Data items

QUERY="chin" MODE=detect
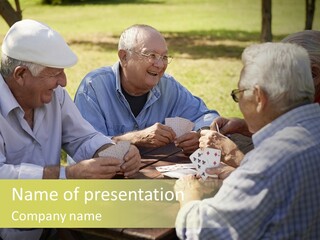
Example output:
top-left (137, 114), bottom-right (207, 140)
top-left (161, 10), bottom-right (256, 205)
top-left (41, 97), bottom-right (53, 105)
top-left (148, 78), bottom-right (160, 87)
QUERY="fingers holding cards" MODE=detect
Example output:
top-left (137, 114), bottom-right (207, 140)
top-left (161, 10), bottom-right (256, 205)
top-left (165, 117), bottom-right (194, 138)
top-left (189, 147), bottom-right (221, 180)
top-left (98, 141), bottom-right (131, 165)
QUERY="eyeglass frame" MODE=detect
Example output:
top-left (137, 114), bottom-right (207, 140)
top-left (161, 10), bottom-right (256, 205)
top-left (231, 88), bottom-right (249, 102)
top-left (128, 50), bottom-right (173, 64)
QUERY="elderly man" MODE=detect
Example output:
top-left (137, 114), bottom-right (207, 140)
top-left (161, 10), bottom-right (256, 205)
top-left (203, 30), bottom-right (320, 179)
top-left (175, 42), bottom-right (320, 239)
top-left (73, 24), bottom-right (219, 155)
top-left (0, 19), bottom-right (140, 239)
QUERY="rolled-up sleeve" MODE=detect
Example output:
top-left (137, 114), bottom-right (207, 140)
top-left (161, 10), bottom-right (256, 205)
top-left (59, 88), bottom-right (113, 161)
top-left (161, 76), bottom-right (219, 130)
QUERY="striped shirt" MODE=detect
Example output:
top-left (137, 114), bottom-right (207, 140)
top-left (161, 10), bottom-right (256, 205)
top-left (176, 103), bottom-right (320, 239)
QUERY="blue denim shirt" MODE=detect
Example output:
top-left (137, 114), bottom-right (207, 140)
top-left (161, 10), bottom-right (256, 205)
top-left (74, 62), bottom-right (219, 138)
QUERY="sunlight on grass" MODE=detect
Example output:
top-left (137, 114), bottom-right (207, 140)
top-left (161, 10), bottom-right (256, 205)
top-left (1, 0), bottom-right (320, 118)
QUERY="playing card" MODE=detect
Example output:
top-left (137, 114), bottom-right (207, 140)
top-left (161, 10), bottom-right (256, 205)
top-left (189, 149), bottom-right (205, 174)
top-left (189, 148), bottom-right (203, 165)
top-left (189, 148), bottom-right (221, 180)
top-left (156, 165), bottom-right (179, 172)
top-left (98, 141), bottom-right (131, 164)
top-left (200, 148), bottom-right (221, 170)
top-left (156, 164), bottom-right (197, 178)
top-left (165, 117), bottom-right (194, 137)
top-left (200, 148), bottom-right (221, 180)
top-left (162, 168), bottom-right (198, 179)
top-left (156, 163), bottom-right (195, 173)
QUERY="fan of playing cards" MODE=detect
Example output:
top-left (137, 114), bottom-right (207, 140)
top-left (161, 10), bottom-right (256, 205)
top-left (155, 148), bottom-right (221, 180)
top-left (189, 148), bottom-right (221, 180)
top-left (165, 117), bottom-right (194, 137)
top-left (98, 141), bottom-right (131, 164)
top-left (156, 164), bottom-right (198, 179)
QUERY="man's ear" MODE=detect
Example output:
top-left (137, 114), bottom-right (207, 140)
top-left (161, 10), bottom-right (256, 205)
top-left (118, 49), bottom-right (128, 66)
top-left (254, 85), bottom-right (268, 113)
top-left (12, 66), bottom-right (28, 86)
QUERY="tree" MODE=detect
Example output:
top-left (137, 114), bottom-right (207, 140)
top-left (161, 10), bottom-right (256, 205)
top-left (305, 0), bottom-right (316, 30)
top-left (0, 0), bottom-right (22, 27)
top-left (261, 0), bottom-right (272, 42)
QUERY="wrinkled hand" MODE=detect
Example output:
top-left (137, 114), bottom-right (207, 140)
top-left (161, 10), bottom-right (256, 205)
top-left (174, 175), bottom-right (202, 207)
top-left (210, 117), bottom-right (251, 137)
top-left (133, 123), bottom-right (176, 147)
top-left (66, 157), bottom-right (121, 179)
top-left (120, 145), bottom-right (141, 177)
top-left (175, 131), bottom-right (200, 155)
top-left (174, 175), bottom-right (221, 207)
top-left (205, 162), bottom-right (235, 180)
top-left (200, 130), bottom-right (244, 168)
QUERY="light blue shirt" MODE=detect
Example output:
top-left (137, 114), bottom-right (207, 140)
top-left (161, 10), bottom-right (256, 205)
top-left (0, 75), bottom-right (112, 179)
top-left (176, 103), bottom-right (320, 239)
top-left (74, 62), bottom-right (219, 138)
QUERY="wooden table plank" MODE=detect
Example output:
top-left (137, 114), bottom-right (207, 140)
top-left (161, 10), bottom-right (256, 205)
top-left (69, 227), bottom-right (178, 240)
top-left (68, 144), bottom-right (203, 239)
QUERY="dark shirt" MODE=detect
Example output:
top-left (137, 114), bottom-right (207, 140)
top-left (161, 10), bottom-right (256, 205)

**Directions**
Pull out each line of the records holding the string "playing".

**Output of the task**
QUERY="playing card" MODE=detect
QUERY="fan of playing cards" MODE=detect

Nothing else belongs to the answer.